### WHAT TO DO
Please reproduce every entry below without omitting a single line.

Point-per-instance localization data

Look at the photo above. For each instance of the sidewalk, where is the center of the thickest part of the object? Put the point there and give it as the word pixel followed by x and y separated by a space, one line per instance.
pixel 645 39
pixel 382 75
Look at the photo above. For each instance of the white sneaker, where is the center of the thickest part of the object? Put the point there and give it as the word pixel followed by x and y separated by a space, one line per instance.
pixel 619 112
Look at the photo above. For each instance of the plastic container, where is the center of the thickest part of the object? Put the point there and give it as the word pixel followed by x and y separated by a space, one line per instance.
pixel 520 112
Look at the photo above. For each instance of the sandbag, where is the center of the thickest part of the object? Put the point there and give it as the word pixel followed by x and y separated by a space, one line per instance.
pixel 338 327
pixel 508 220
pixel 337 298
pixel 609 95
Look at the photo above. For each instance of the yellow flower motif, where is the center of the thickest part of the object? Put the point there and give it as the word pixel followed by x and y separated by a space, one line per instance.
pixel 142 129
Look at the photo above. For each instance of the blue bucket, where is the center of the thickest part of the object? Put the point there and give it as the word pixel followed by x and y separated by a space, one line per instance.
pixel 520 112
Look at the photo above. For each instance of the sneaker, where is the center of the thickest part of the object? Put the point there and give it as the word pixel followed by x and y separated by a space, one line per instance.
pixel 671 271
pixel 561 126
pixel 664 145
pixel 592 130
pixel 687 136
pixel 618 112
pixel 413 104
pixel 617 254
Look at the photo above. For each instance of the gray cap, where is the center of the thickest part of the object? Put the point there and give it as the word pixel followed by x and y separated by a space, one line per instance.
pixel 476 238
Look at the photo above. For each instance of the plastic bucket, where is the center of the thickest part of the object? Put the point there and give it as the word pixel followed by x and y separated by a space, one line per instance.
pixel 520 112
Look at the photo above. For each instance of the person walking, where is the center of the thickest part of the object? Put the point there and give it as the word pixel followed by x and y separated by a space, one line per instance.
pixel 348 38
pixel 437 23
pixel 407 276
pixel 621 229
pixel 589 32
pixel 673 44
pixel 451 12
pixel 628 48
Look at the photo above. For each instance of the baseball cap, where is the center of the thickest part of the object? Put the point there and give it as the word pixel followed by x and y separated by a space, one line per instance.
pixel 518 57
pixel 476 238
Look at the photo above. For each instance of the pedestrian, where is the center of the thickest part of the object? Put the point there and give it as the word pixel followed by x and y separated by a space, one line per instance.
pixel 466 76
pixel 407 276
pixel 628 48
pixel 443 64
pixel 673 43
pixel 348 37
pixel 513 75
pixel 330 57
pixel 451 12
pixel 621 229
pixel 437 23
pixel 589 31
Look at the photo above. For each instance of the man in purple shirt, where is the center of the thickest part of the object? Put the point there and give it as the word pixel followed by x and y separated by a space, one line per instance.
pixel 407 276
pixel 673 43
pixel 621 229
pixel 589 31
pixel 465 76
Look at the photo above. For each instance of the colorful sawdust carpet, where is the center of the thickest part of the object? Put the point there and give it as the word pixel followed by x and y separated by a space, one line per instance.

### OUTPUT FOR THIS EXERCISE
Look at the photo above. For each instance of the sidewalk, where is the center of the thickest part of the object? Put the point there and give it as the word pixel followed by x and y separated by a space, one line per instance.
pixel 645 39
pixel 382 75
Look at the photo above. For each instance of the white sneaker, where is the center of the thickest part of the object? Put the point there and give it as the word pixel followed by x and y separated by a space, one line per instance.
pixel 619 112
Look at the photo above. For each instance of the plastic container, where is the center of the thickest part of the object? Put the point there and give it as the word pixel followed by x and y separated by a space, one line per instance.
pixel 520 112
Look at the photo above. For each instance of the sandbag, where is the center of the thickest part of the object? Put the point there and give it as the word pixel followed by x and y separated by a space, one line per instance.
pixel 338 327
pixel 508 220
pixel 337 298
pixel 609 95
Look at the photo above. For each instance of the yellow flower motif, where is the center of the thickest part of the object? Put the point there and give it as the word pixel followed by x and y separated by a space, one line per instance.
pixel 142 129
Look at the photo above. For each instance of the blue bucket, where is the center of the thickest part of the object? Put the point there and give it as the word pixel followed by x and y separated by a space, one line per instance.
pixel 520 112
Look at the photo above. For each instance of the sneaker, where is the center of the thickest part of the object? Put the point there and give it as the word pixel followed by x and y separated by a space, one line per instance.
pixel 671 271
pixel 561 126
pixel 664 145
pixel 592 130
pixel 687 136
pixel 618 112
pixel 413 104
pixel 617 254
Look at the photo above. For each instance of the gray cap, where is the center of the thickest part of the object? Put the point there and give it as the word pixel followed by x and y separated by a space, one line per instance.
pixel 476 238
Look at the photo above. For each instance of the plastic bucket, where is the center of the thickest part of the object? Put the point there and give it as the word pixel followed by x and y separated by a space, one line per instance.
pixel 520 112
Look at the photo above. For each instance of the person walking, where is the center of the thickest part of the object? Put the point there and give it as the word pixel followed by x and y separated by a space, one line per instance.
pixel 348 38
pixel 437 23
pixel 407 276
pixel 621 229
pixel 589 32
pixel 673 44
pixel 451 12
pixel 628 48
Look at the photo above. For each instance of the baseball cap, where is the center of the thickest part of the object? Put the point there and give it as the word pixel followed by x and y separated by a space, one line per instance.
pixel 518 57
pixel 476 238
Look at the photo above. For each instance of the pedestrian, where is the center of the thickest part of the object? Put the point there and give it as the word pixel followed by x and y separated by a space, one line per instance.
pixel 466 76
pixel 407 276
pixel 628 48
pixel 443 64
pixel 673 43
pixel 348 37
pixel 513 75
pixel 330 57
pixel 451 12
pixel 621 229
pixel 437 23
pixel 589 31
Look at the photo above. For each instance of the man in purple shirt, where is the center of the thickest part of the object? Put the point there and give it as the word pixel followed by x and y separated by a space, one line per instance.
pixel 407 276
pixel 673 43
pixel 621 229
pixel 589 31
pixel 465 76
Look at the photo above. For each instance of the colorful sawdust carpet, where is the center of the thickest part of the object? Put the point there and give it as the word pixel followed by x and y separated by a space, one line per instance.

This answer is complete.